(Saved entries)
BEGIN

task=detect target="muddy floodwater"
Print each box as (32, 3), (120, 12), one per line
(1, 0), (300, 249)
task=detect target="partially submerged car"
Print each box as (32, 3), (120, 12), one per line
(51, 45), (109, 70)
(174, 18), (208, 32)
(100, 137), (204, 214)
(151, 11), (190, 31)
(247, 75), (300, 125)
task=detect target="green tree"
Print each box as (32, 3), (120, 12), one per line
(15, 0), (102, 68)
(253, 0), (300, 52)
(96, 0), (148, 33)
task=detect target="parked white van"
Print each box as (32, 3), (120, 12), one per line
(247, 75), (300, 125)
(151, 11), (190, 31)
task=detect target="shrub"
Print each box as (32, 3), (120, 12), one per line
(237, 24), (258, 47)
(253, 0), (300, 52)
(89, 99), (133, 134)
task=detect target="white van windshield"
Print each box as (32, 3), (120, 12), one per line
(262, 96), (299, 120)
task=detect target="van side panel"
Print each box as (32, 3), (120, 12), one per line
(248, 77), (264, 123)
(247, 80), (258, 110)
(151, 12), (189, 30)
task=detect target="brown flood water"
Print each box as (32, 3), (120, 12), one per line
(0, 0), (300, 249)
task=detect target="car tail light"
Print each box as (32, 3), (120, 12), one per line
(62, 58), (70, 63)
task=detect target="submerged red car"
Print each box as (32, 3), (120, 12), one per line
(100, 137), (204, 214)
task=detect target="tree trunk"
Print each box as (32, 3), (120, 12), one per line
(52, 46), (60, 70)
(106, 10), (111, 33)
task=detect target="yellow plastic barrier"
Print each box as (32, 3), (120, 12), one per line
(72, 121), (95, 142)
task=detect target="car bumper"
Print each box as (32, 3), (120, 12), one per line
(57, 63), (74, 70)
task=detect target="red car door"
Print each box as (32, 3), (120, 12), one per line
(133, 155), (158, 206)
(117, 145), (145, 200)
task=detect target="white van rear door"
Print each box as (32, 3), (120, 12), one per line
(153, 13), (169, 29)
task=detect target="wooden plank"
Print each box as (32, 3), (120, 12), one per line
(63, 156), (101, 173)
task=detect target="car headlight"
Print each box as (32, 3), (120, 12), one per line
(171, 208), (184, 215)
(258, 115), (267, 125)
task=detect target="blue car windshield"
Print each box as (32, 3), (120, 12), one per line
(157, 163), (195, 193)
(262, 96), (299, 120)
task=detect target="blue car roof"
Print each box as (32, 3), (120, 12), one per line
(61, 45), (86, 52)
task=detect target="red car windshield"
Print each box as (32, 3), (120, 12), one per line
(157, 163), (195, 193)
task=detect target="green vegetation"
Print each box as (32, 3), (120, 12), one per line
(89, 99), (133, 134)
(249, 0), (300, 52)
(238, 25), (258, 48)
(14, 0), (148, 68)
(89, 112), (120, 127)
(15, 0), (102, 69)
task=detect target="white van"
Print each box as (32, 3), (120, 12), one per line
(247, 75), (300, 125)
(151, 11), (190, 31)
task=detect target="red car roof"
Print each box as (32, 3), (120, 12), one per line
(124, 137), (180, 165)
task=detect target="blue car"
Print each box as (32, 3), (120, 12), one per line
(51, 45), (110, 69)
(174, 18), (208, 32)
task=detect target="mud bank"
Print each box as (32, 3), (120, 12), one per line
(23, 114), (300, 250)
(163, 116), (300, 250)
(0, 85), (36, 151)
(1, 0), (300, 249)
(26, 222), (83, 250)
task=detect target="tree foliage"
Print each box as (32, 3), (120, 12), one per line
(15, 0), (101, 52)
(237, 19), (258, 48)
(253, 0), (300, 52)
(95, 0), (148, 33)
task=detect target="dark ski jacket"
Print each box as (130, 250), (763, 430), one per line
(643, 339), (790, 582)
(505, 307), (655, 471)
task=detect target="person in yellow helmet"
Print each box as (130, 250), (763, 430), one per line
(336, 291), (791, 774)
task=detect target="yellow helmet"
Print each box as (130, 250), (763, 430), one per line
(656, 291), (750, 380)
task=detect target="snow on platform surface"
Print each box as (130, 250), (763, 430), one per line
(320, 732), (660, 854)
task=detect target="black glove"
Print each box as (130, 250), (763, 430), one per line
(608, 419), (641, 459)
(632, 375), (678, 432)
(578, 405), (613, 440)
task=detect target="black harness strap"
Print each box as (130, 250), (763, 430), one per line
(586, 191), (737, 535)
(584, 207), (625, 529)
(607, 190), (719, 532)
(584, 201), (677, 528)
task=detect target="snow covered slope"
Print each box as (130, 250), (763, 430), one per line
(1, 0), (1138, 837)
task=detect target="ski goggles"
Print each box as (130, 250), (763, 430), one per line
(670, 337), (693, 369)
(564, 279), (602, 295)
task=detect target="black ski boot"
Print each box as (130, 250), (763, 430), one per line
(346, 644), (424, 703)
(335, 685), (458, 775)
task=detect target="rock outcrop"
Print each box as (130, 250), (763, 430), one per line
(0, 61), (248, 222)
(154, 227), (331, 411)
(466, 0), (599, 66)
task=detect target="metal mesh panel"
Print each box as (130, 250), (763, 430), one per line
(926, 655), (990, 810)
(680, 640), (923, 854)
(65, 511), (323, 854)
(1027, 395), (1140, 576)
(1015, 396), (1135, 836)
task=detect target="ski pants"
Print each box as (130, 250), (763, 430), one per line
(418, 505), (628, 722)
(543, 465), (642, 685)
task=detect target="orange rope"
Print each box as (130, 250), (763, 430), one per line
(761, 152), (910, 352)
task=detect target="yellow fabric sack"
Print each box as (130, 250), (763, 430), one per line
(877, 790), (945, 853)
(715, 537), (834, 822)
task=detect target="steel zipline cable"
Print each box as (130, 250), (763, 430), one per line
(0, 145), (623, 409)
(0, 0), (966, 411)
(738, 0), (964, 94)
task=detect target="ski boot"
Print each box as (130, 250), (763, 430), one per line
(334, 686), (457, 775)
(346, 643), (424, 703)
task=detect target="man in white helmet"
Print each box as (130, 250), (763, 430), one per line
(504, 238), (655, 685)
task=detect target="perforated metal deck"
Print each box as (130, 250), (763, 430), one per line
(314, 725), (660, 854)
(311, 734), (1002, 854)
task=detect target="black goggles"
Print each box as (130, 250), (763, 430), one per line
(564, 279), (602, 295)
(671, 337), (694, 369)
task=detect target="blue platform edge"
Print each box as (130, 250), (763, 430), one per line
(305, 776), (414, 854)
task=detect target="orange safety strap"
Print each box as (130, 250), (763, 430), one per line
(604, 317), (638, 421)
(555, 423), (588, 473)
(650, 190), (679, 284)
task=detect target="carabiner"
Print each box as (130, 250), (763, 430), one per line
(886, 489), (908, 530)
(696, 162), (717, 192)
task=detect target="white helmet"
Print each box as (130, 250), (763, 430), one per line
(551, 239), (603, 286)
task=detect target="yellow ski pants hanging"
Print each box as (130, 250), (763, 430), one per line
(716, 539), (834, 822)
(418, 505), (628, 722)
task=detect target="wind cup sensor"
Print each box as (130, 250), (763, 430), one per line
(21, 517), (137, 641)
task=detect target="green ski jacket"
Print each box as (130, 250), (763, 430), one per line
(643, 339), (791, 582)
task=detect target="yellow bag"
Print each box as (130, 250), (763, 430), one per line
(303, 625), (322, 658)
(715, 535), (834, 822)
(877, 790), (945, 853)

END

_Exercise aim:_
The lines to copy are those above that contain "helmet".

_Answer to this exercise:_
task=detect target="person in yellow helmet"
task=detect target="yellow helmet"
task=detect target="man in white helmet"
task=detect target="white helmet"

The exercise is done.